#### Passage shown ####

UnrealEngineUWP/Engine/Source/Runtime/PacketHandlers/PacketHandler/Private/DDoSDetection.cpp

// Copyright 1998-2019 Epic Games, Inc. All Rights Reserved.

// Includes

#include "DDoSDetection.h"
#include "PacketHandler.h"
#include "Misc/ConfigCacheIni.h"


/**
 * DDoS Detection
 *
 * DDoS (Distributed Denial of Service) attacks typically hinder game servers by flooding them with so many packets,
 * that they are unable to process all of the packets without locking up and/or drowning out other players packets,
 * causing players to time out or to suffer severe packet loss which hinders gameplay.
 *
 * Typically these attacks use spoofed UDP packets, where the source IP is unverifiable,
 * and so IP banning is usually not an effective or advisable means of blocking such attacks.
 *
 * This DDoS detection focuses specifically on this situation, detecting/mitigating DDoS attacks based on spoofed UDP packets,
 * which do not originate from an existing NetConnection. Flooding attacks coming from an existing NetConnection are a separate issue,
 * as (due to the stateless handshake required before creating a NetConnection) the IP will be verified,
 * and so such attacks should be dealt with through IP banning - this and other types of DoS attacks are not dealt with by this code.

#### Extracted material ####

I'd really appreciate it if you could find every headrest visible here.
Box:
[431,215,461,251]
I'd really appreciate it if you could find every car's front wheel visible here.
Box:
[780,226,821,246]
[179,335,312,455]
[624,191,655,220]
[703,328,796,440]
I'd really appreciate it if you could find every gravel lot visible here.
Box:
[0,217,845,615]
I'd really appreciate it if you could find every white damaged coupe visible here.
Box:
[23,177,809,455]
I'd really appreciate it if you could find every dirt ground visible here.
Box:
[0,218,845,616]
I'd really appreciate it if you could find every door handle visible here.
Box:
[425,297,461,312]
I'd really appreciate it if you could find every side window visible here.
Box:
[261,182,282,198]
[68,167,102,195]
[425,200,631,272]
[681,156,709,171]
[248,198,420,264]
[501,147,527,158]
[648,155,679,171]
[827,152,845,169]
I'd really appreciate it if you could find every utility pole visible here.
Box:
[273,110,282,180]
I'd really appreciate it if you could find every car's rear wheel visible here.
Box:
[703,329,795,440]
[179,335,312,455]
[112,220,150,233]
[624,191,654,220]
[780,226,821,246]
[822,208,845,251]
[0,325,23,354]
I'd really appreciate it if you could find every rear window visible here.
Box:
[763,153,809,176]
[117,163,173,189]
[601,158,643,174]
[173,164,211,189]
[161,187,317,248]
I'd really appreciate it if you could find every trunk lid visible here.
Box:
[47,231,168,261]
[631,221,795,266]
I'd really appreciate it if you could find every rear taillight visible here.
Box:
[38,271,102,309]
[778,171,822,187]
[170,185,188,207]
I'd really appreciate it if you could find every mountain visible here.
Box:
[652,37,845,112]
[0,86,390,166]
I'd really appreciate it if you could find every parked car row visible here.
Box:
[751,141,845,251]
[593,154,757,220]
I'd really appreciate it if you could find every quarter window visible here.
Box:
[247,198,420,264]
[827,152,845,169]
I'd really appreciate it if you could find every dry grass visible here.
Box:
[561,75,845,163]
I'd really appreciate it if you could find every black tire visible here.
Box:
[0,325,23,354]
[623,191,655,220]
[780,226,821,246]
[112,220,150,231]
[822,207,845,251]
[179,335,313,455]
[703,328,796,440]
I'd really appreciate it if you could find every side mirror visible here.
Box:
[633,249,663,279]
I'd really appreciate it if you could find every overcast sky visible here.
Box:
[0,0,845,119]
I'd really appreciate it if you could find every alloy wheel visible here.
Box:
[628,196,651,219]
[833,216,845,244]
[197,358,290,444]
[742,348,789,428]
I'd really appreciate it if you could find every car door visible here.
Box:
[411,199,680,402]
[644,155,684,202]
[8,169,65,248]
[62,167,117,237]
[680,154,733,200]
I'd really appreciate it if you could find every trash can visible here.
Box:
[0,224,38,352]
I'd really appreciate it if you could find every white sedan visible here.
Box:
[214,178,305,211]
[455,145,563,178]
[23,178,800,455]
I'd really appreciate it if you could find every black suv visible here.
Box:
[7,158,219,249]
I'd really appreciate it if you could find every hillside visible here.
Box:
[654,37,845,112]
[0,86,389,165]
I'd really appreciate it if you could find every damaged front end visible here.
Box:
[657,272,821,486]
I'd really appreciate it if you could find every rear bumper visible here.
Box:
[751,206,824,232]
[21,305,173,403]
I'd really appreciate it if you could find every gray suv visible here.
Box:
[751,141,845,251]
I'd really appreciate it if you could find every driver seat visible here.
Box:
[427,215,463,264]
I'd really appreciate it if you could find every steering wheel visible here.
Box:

####

_Problems_.
1. According to the DDoS detection file, how should flooding attacks that come from an existing NetConnection be dealt with?
2. Go on with the DDoS detection file from the point where it stops.

_Expected answers_.
1. They should be dealt with through IP banning.

2.
 *
 *
 * Implementation:
 *
 * DDoS attacks are detected by setting configurable thresholds for the number of packets per second,
 * and milliseconds per frame spent processing packets, beyond which the DDoS detection will escalate to a higher severity state.
 *
 * Each severity state has a different set of thresholds before it will escalate to the next state,
 * and can also place a limit on the number of packets processed per second, and/or milliseconds spent processing.
 *
 * The stronger the DDoS attack, the higher the severity state will escalate (based on the thresholds),
 * and the stronger the limitations places on incoming packets will be, in order to try and maintain good server performance.
 *
 *
 * Limitations:
 *
 * Heavy DDoS:
 * While the code can withstand a heavy, locally hosted, multithreaded DDoS,
 * past a certain point network hardware and bandwidth capacity will become a limit, and even with strong enough hardware,
 * the OS kernel calls for receiving packets, will become a limit (for Linux, recvmmsg may be used to alleviate this later).
 *
 * So this code just deals with as much of the DDoS as it can, at an application level - if you're getting hit with a bad enough DDoS,
 * then you're going to have to look at measures at the network infrastructure level - for example,
 * IP filtering at the edge of your network, communicating with the game server to only allow packets from existing NetConnection IP's.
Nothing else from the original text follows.